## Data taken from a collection
________________________
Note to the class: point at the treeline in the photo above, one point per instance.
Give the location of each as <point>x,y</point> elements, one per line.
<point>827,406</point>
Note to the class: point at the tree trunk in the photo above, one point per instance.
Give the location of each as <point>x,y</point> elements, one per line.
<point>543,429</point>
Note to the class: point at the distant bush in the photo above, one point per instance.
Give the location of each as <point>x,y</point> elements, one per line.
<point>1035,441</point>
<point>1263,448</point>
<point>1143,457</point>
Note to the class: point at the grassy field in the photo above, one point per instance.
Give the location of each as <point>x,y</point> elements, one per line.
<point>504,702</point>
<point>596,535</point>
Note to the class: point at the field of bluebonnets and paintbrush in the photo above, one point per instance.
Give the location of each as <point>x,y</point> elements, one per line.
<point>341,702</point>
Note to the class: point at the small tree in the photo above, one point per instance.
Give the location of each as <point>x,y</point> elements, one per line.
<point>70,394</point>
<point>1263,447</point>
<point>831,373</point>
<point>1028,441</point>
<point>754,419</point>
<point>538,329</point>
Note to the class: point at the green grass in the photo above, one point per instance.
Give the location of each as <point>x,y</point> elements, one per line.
________________________
## Exercise
Quote the material line for line, from its very first line through the line that holds "<point>827,406</point>", including both.

## Solution to this task
Note to the class: point at the treeline in the photo above, one point per instance.
Give the location of each as <point>x,y</point> elements, one per line.
<point>827,406</point>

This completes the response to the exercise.